Thursday, April 17, 2014

Her Lifetime


Twelve Years

 

It's interesting really when you consider lifetimes.  My daughter turned twelve years old...her lifetime is twelve years, her sister's, nine years.  Their brother, four years.  And when I think about what we've done it makes me sigh, twelve years ago we were in Japan and getting ready to come home.  At nine years, we were living in the desert.  And then at seven years ago we were living in our own house...but one that neither girl remembers as it was sold at the beginning of Bradley's lifetime.   And in the last three and a half years before Bradley's lifetime, we lived in Japan, again.  And there we had the fullest life, the busiest, the most outgoing years of my daughters' lives. 

When we lived in Japan the second time, Madison was 4 when we arrived.  She got her first job before I did, and I was just a little intimidated by this.  In hindsight, I could have given up my work all together and taken her to enough modeling and acting gigs to keep us both working full-time.  But I thought I needed to work and bring home some of the bacon, so her work was only a bit curtailed by mine.  She absolutely loved smiling for that camera, and she was like a push button kid.  It never bothered her if they didn't choose her and it never made her much of a brat when they did.  And she had SO much fun doing it all.  When we weren't there, we were at the Little Theater on base, and I was watching, sometimes typing on a laptop, while the girls took as many dance and tumbling classes as they could, and as many as their mom could handle sitting through... even I get bored with typing my own thoughts sometimes.  And that was the second half of her life.

Recorded data
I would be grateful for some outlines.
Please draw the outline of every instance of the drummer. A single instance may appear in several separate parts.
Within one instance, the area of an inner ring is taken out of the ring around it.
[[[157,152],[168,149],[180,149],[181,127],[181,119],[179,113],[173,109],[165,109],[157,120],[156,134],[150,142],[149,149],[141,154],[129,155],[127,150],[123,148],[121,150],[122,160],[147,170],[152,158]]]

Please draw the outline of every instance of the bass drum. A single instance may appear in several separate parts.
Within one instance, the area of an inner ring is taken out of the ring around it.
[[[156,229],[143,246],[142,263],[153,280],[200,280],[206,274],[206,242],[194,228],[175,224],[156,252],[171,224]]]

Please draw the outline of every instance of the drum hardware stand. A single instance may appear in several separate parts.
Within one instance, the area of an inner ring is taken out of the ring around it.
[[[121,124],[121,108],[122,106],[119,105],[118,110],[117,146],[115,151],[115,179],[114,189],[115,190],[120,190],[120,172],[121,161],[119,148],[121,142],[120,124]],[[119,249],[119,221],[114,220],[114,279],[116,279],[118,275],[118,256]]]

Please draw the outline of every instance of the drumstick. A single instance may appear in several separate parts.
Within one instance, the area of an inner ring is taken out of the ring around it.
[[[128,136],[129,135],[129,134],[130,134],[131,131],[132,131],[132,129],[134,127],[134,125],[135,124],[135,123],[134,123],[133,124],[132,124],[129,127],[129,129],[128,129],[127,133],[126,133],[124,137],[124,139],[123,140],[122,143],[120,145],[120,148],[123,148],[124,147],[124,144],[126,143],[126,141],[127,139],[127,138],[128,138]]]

Required task: Carry on the post about a daughter turning twelve, picking up right after its last sentence.

Response to the exercise:
Now, here we are in what would be her third part...or the whole of Bradley's lifetime.   And we are asking so much of these kids.  It's not that the carefree days are gone, we've just learned that there are important moments and events that are going to impact the way we can live, what we can do, how we can get through each day.  It's a fact of life, and it's been a difficult adjustment.  Now, my twelve year old is moving into pre-teen years and she is carrying the burdens of understanding, and worry , with her.  This lanky, athletic kid is becoming a young lady, and she is trying to do so with grace.  My girl.  My mini-me.  She carries my eyes, my nose and my tendency for thin hair...but carries her Dad's build and coloring.   She has her Dad's penchant for perfection...definitely not from me. ;-)  I couldn't even pretend that with a straight face if I tried.  Madison is not one to take a mistake she makes lightly...and I am the one that is constantly trying to talk her down, talk her around to the fact that our mistakes are the lessons we learn that take us down the path we want to go.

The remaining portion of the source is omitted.